• _Objective_:
Please copy out the material word for word, starting with the line that contains "Exercise. Mark the deep" and going on through the line that contains "[(569, 283)]". Give only those lines, both of them included.

▶

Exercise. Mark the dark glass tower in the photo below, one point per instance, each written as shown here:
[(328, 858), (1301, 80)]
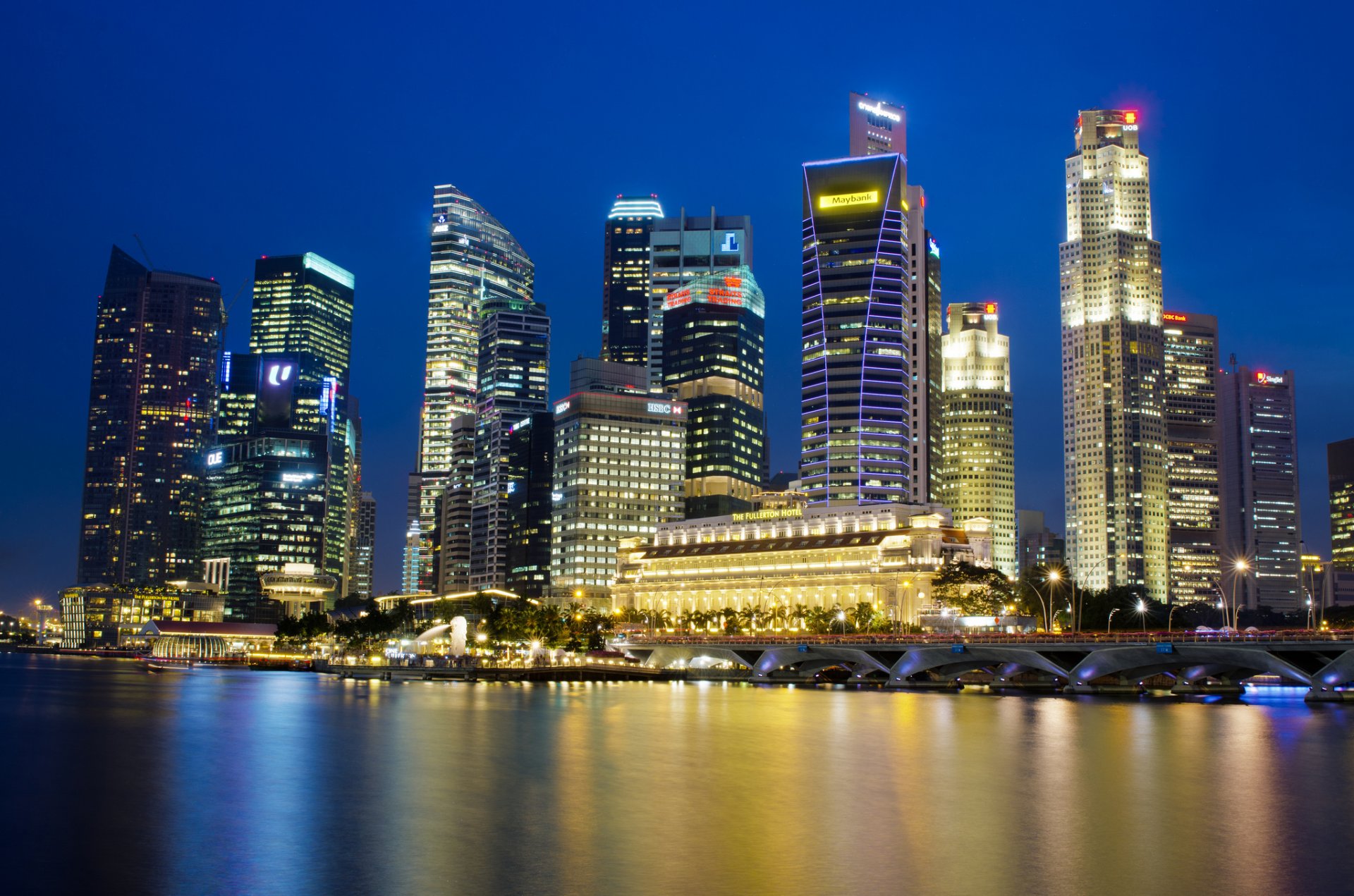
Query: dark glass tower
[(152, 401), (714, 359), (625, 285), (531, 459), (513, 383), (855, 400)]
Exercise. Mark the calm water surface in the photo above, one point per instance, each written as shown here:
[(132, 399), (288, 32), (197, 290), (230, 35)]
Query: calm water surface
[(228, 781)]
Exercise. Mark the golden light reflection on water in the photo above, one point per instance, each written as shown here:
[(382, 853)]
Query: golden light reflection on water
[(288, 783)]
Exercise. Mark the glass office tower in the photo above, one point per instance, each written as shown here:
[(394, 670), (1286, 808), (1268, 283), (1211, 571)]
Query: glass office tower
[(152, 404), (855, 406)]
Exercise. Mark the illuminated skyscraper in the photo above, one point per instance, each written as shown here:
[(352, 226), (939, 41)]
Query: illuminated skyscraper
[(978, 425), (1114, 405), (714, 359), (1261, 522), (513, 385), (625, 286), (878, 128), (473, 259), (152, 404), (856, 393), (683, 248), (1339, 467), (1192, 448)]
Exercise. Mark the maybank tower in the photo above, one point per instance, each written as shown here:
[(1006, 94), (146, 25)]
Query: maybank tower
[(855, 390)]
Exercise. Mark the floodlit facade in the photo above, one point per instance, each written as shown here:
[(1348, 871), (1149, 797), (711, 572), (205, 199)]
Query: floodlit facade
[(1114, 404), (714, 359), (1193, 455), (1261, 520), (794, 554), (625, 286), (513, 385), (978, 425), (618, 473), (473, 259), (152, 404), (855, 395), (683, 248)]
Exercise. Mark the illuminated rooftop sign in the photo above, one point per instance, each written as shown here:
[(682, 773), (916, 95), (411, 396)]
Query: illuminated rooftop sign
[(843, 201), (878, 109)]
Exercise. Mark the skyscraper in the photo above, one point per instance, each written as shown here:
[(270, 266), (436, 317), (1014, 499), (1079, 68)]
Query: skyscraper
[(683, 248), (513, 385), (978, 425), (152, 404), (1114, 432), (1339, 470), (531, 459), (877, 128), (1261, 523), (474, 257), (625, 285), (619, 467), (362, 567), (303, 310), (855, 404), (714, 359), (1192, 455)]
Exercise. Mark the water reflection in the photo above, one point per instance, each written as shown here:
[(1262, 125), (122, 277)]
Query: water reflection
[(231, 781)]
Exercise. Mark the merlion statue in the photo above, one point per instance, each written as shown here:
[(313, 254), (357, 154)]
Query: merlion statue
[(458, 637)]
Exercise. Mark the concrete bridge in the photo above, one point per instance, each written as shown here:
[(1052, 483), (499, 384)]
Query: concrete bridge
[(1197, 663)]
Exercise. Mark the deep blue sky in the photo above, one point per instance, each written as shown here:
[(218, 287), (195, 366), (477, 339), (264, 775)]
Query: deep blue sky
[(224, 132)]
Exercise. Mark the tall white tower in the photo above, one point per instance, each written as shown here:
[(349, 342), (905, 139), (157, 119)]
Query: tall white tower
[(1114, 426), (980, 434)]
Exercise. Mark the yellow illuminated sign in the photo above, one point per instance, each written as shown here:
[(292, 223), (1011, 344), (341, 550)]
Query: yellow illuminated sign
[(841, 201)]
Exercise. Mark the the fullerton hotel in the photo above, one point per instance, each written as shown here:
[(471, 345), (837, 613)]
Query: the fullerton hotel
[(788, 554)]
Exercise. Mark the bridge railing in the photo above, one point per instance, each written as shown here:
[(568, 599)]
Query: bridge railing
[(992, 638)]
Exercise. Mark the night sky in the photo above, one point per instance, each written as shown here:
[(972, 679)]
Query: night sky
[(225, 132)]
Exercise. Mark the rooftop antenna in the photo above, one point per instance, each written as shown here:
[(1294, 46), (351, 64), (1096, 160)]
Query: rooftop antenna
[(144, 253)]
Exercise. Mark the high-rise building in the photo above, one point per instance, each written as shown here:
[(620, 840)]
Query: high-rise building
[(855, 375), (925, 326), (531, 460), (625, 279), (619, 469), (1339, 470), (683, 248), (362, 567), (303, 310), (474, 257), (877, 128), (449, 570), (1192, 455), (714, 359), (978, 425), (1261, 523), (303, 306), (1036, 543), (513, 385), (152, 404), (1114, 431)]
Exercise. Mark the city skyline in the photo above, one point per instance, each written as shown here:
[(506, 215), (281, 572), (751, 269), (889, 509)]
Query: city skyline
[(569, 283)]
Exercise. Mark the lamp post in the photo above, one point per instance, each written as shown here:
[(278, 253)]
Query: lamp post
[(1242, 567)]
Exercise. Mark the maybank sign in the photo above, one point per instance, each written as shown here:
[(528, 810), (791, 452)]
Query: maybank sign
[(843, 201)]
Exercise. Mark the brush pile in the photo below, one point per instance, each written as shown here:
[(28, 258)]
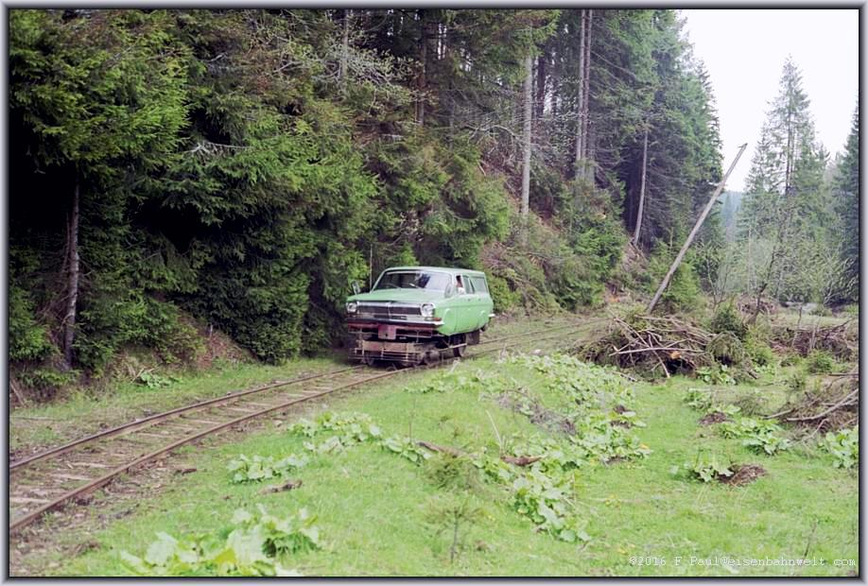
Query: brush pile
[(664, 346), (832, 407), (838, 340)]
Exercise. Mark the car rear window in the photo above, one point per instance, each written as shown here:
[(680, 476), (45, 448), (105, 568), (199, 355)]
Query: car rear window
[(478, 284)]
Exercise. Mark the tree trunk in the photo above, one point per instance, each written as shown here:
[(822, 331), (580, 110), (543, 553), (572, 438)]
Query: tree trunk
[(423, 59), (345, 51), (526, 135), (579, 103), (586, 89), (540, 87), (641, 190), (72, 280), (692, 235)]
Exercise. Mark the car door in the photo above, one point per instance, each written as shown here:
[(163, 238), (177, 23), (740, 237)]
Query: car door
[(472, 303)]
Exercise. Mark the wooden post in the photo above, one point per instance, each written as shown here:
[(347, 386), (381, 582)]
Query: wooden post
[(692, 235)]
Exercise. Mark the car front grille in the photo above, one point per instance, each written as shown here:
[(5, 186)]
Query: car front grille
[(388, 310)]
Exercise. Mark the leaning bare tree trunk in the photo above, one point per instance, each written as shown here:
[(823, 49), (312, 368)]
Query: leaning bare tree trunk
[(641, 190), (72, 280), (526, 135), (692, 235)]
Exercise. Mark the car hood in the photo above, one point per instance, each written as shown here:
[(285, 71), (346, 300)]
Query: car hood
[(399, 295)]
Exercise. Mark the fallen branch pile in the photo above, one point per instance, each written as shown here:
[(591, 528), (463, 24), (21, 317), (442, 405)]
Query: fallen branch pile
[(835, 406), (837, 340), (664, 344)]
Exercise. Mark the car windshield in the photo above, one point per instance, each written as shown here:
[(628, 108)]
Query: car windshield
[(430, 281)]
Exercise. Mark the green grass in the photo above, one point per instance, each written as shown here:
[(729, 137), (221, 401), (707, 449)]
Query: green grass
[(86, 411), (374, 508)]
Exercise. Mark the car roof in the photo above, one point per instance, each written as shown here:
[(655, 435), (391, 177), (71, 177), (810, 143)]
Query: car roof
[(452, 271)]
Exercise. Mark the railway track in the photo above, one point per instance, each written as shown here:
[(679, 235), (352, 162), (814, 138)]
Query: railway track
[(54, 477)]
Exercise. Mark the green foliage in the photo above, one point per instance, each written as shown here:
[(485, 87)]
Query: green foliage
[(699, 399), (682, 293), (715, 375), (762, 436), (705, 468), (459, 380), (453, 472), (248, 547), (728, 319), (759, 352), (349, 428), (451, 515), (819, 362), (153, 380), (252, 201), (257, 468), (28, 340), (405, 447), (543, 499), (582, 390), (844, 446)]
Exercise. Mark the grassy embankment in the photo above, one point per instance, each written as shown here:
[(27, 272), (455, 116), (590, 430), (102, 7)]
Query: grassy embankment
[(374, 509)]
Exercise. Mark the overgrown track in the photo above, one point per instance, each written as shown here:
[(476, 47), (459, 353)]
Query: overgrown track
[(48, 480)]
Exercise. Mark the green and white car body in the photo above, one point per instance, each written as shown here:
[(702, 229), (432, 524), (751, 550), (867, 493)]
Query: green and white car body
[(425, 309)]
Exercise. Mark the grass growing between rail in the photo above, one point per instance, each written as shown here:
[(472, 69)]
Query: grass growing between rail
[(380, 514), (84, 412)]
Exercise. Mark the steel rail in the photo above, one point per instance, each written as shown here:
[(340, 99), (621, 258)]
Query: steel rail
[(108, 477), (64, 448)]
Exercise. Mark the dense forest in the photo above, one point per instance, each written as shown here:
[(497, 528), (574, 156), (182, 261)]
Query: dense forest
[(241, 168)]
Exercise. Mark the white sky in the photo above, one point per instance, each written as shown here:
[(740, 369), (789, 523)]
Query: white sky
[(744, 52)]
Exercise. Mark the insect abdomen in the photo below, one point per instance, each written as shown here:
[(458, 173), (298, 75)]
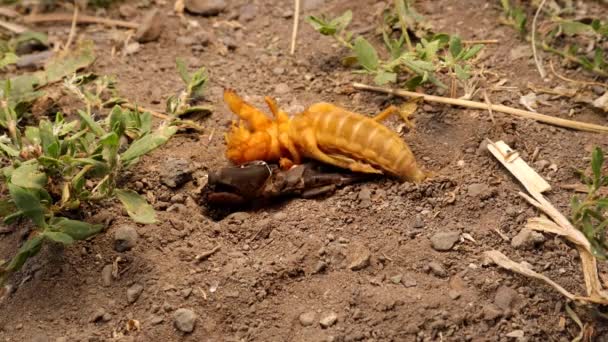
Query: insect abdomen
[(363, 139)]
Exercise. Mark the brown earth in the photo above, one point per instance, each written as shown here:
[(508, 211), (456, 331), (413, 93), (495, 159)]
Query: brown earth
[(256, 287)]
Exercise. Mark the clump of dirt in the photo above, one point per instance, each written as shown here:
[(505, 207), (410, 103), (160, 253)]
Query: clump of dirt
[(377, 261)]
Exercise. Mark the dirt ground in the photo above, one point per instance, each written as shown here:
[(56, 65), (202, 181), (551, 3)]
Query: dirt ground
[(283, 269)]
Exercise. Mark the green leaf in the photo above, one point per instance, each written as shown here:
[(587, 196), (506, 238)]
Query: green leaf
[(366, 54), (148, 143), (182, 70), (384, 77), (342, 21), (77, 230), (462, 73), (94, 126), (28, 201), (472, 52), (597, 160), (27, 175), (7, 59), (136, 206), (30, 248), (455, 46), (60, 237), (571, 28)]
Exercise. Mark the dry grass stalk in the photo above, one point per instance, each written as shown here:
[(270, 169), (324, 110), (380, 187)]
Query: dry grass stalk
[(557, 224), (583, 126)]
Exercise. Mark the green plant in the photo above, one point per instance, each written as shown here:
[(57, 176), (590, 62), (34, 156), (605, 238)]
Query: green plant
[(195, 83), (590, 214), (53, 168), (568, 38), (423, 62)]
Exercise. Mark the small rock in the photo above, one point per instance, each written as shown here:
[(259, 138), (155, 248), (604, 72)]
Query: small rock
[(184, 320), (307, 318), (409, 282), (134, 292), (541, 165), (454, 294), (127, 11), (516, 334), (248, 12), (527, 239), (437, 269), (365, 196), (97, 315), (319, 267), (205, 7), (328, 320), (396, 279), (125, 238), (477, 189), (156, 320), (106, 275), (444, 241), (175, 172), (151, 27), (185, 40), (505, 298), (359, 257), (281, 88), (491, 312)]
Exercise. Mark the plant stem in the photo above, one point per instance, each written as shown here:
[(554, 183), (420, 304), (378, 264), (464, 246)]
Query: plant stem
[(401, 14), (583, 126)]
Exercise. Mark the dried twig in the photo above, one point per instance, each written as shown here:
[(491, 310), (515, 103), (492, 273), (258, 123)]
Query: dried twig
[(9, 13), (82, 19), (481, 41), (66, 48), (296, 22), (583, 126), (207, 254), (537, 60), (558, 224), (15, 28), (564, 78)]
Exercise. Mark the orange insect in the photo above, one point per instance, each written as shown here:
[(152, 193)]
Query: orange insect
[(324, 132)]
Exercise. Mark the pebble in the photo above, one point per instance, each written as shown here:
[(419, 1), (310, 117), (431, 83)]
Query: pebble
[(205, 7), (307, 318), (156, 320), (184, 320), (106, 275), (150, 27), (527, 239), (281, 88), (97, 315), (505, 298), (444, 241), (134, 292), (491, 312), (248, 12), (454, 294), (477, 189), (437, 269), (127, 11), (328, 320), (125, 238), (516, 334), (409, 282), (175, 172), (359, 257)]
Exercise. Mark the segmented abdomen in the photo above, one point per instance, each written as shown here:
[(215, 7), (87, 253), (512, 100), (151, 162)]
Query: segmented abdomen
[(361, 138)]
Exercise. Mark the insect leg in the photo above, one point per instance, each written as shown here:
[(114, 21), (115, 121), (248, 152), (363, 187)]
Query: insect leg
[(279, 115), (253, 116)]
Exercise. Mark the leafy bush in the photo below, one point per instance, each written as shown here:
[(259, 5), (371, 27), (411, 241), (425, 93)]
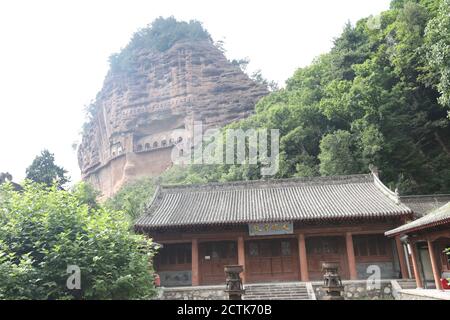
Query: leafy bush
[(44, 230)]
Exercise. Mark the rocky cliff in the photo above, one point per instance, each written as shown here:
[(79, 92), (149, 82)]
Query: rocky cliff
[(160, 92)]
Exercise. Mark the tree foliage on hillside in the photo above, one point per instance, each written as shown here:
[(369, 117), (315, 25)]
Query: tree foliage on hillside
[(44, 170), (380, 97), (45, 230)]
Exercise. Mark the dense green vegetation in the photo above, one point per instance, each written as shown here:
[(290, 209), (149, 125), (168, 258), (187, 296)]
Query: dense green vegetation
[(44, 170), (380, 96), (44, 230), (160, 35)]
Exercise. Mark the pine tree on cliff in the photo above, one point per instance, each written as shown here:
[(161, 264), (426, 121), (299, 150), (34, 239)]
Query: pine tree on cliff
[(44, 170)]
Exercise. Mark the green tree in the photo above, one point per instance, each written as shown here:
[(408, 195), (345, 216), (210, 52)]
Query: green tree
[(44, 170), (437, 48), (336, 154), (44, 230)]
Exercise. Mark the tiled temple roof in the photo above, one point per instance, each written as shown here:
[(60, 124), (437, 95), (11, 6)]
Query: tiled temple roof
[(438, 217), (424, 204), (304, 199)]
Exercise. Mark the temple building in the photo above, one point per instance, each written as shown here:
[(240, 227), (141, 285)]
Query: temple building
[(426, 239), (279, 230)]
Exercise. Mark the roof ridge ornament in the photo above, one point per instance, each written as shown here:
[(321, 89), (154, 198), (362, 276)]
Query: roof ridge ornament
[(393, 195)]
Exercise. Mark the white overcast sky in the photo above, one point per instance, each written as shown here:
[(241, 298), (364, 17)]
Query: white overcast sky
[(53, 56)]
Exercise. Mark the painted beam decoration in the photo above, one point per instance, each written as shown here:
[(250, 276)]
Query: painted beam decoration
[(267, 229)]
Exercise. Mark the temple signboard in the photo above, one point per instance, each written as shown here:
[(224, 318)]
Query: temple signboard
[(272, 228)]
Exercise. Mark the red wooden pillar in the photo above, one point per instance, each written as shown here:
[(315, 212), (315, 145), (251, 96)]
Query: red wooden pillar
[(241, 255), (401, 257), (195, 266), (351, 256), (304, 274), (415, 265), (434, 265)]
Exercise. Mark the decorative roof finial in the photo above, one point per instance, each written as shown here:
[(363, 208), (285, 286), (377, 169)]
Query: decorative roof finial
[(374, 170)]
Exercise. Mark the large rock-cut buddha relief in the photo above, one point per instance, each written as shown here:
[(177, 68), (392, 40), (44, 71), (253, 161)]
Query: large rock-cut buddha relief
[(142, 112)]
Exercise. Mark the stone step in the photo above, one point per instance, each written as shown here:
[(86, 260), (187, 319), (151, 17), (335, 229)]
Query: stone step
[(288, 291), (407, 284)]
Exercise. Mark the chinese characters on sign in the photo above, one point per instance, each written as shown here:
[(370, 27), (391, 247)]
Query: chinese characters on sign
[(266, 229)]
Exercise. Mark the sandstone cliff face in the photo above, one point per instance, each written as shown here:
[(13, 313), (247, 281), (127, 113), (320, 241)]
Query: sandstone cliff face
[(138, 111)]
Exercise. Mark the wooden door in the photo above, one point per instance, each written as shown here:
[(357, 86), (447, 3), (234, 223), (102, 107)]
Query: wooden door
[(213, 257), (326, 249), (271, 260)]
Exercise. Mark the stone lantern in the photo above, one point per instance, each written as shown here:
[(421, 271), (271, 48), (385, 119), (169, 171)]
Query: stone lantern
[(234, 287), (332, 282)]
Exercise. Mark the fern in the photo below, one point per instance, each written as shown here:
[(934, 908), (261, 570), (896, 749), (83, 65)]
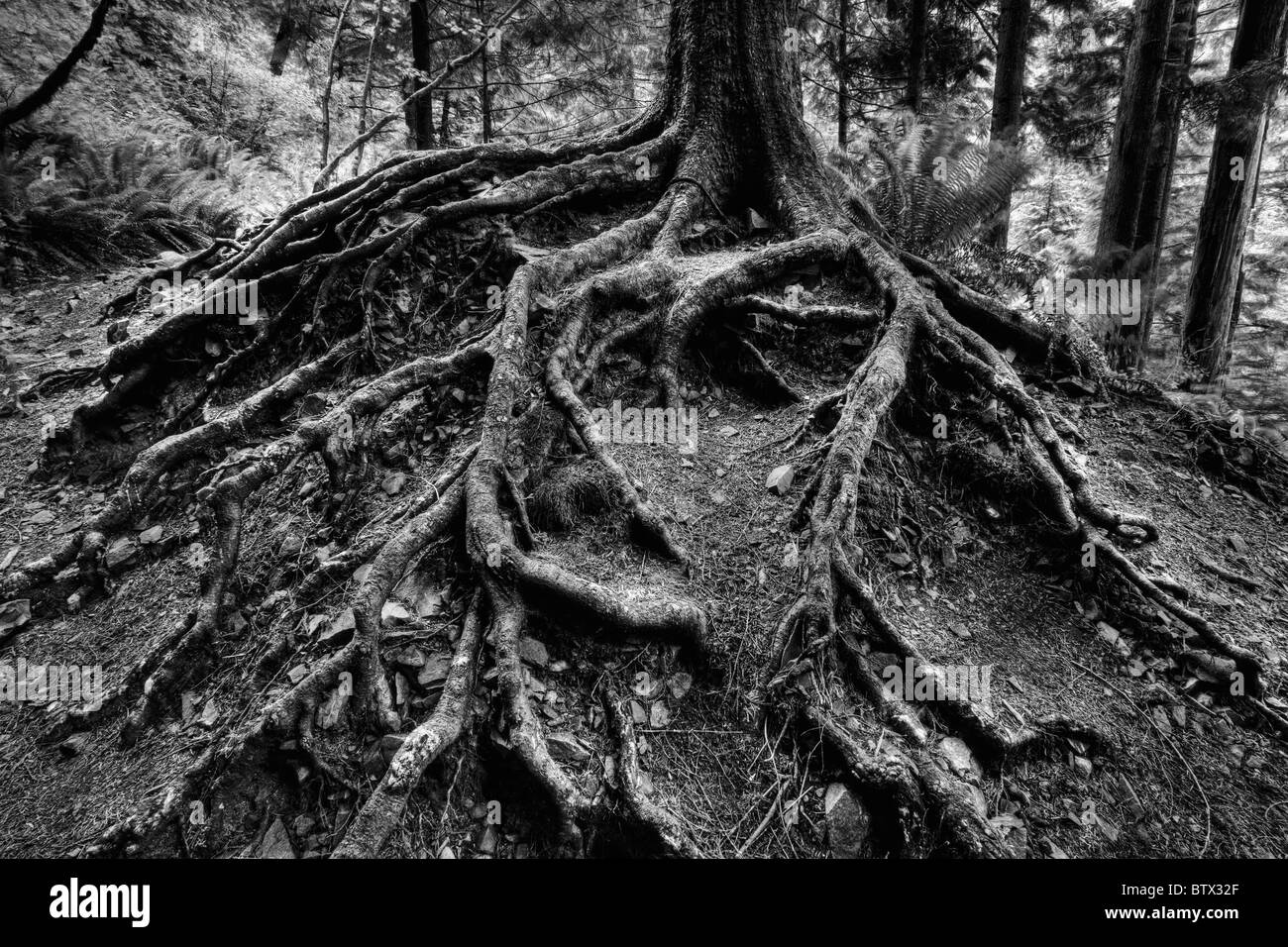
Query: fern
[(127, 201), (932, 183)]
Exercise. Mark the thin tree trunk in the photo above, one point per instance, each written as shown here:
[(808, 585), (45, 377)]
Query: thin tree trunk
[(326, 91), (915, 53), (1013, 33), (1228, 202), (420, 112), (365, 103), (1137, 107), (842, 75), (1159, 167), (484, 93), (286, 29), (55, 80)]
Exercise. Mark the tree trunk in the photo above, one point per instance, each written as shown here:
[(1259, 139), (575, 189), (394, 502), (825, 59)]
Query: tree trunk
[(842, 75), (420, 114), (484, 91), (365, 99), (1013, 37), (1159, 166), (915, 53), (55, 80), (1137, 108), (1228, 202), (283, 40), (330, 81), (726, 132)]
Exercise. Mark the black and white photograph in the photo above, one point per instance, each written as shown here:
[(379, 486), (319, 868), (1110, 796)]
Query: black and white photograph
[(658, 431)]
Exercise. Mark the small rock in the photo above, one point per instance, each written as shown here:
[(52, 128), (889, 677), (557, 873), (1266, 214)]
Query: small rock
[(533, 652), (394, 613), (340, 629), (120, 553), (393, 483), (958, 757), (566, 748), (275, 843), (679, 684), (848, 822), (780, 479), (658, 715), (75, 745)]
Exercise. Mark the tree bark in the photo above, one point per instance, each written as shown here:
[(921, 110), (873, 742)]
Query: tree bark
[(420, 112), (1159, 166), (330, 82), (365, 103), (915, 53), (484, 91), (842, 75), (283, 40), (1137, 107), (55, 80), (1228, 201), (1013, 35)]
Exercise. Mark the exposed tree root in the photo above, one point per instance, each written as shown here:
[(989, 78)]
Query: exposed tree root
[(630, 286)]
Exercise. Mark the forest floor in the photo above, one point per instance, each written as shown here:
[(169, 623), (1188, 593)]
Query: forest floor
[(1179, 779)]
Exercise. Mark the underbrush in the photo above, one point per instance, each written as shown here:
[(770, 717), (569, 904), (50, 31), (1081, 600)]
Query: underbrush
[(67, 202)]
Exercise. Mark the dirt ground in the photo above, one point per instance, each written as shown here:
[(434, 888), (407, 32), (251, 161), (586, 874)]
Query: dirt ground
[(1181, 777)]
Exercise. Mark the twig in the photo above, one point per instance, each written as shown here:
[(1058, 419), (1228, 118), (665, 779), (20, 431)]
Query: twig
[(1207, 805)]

◀

• _Written answer_:
Exercise. Mark the deep blue sky in the photo above, one point per instance, each written as shown here:
[(218, 287), (195, 366), (477, 339), (264, 775)]
Query: deep blue sky
[(224, 132)]
Exercise. Mark the tall white tower in the photo above, one point per instance, each written as shown here:
[(349, 342), (905, 139), (157, 119)]
Query: tall white tower
[(1114, 426), (980, 434)]
Exercise. Mark the yellow illuminated sign in the photo above, one point per instance, each written as shown here:
[(292, 223), (1011, 344), (341, 550)]
Query: yellow illuminated sign
[(841, 201)]
Exercise. Mark the the fullerton hotel in the photo above, one point per instance, each written as shown here:
[(471, 345), (837, 613)]
Query: the fullerton hotel
[(788, 554)]
Exercise. Mark the bridge railing in the photo above, one point per instance, each written as shown here:
[(568, 599)]
Query: bridge railing
[(992, 638)]
Exercise. Mark the night sky in the photo above, one point per instance, each written as shown here:
[(972, 679)]
Query: night sky
[(225, 132)]
Exercise. Mark the rooftop antenna in the photo above, one point per instance, each written as shown here:
[(1294, 46), (351, 64), (1096, 160)]
Query: rooftop antenna
[(144, 253)]
Exercise. Mark the high-rise building in the photo above, one point per instance, each written as shown here:
[(620, 840)]
Query: high-rise building
[(855, 375), (925, 326), (531, 460), (625, 279), (619, 469), (1339, 470), (683, 248), (362, 567), (303, 310), (474, 257), (877, 128), (449, 570), (1192, 455), (714, 359), (978, 425), (1261, 523), (303, 306), (1036, 543), (513, 385), (152, 404), (1114, 431)]
Exercise. Mark the city skyline in the photo above, one point per instance, each written as shown here:
[(506, 215), (281, 572), (751, 269), (889, 509)]
Query: city skyline
[(569, 283)]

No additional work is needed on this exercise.